**PAGE TEXT:**

But, as the credits started to roll, the girl beside me sat up and said, quite loudly, That’s IT? That’s the end?

She actually seemed quite upset.

But possibly, in retrospect, not at how the movie ended but that it had to end at all. And unlike the Twilight series, there is no blatantly obvious sequel in the pipeline. Although now that it beat Avatar last weekend at the box office, there may well be a sequel.

Because that girl sitting beside me in the theatre on a cold, rainy Friday night in Glendale, and from my viewpoint, most of the similarly aged and similarly gendered viewers quite enjoyed the movie.

As did I, but for entirely different reasons.

Los Angeles

Tuesday, February 2, 2010

Mel Gibson - older, yes. faded, no.

In yesterday’s LA Times (Feb 1, 2010) Ben Fritz writes:

"Mel Gibson still has his fans, but after a long and controversial absence from the big screen, his overall appeal seems to have faded. The thriller, 'Edge of Darkness', which marked Mel Gibson’s first lead role since 2002’s 'Signs', opened to a fine but not fantastic $17.1 million."

**DATA EXCERPT:**
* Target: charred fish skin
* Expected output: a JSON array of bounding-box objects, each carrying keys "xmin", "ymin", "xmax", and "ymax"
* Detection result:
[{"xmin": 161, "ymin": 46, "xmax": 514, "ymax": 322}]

**REQUIRED ACTION A:**
Answer these questions from the movie blog text:
(i) Which movie did the film beat at the box office last weekend?
(ii) In what city was the theater where the writer watched the movie?
(iii) How much did 'Edge of Darkness' open to?
**REQUIRED ACTION B:** From the movie blog text, extract the passage starting with "Because that girl" and going on through "enjoyed the movie.".

**REPLY A:**
(i) Avatar
(ii) Glendale
(iii) $17.1 million

**REPLY B:**
Because that girl sitting beside me in the theatre on a cold, rainy Friday night in Glendale, and from my viewpoint, most of the similarly aged and similarly gendered viewers quite enjoyed the movie.